= Beginning of Section =

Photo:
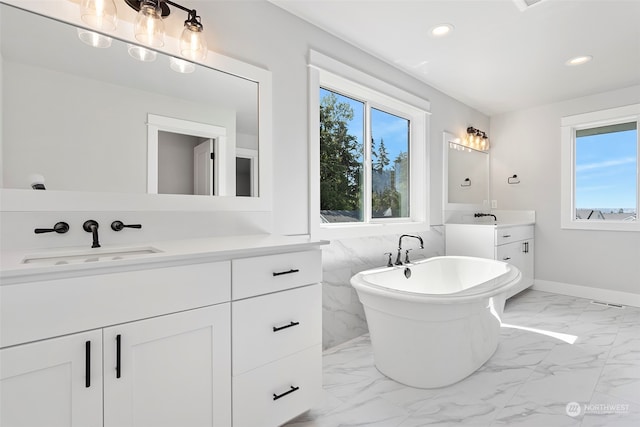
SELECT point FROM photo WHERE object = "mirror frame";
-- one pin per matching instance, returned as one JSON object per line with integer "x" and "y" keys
{"x": 68, "y": 13}
{"x": 448, "y": 137}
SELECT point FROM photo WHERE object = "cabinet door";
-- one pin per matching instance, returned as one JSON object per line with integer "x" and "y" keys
{"x": 519, "y": 254}
{"x": 53, "y": 383}
{"x": 172, "y": 370}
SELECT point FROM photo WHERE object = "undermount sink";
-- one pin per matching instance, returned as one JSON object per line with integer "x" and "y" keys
{"x": 82, "y": 256}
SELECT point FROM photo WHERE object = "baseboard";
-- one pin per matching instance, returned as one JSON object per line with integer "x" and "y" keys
{"x": 597, "y": 294}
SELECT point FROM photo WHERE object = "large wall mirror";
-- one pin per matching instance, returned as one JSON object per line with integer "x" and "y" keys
{"x": 95, "y": 120}
{"x": 466, "y": 175}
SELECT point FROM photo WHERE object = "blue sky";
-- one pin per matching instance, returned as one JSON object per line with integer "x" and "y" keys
{"x": 606, "y": 168}
{"x": 390, "y": 128}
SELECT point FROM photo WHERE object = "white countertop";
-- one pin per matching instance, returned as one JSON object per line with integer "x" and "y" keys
{"x": 174, "y": 252}
{"x": 499, "y": 224}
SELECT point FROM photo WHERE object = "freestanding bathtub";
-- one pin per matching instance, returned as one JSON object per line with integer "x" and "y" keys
{"x": 435, "y": 321}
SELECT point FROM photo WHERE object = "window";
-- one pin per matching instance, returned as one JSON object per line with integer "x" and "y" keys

= End of Section =

## EXERCISE
When the word "WHERE" appears in a line of the listing, pull that line out.

## WRITTEN SOLUTION
SELECT point FROM photo WHERE object = "mirror frame";
SELECT point FROM photo WHERE object = "cabinet door";
SELECT point FROM photo WHERE object = "undermount sink";
SELECT point FROM photo WHERE object = "baseboard";
SELECT point FROM photo WHERE object = "large wall mirror";
SELECT point FROM photo WHERE object = "blue sky";
SELECT point FROM photo WHERE object = "white countertop";
SELECT point FROM photo WHERE object = "freestanding bathtub";
SELECT point FROM photo WHERE object = "window";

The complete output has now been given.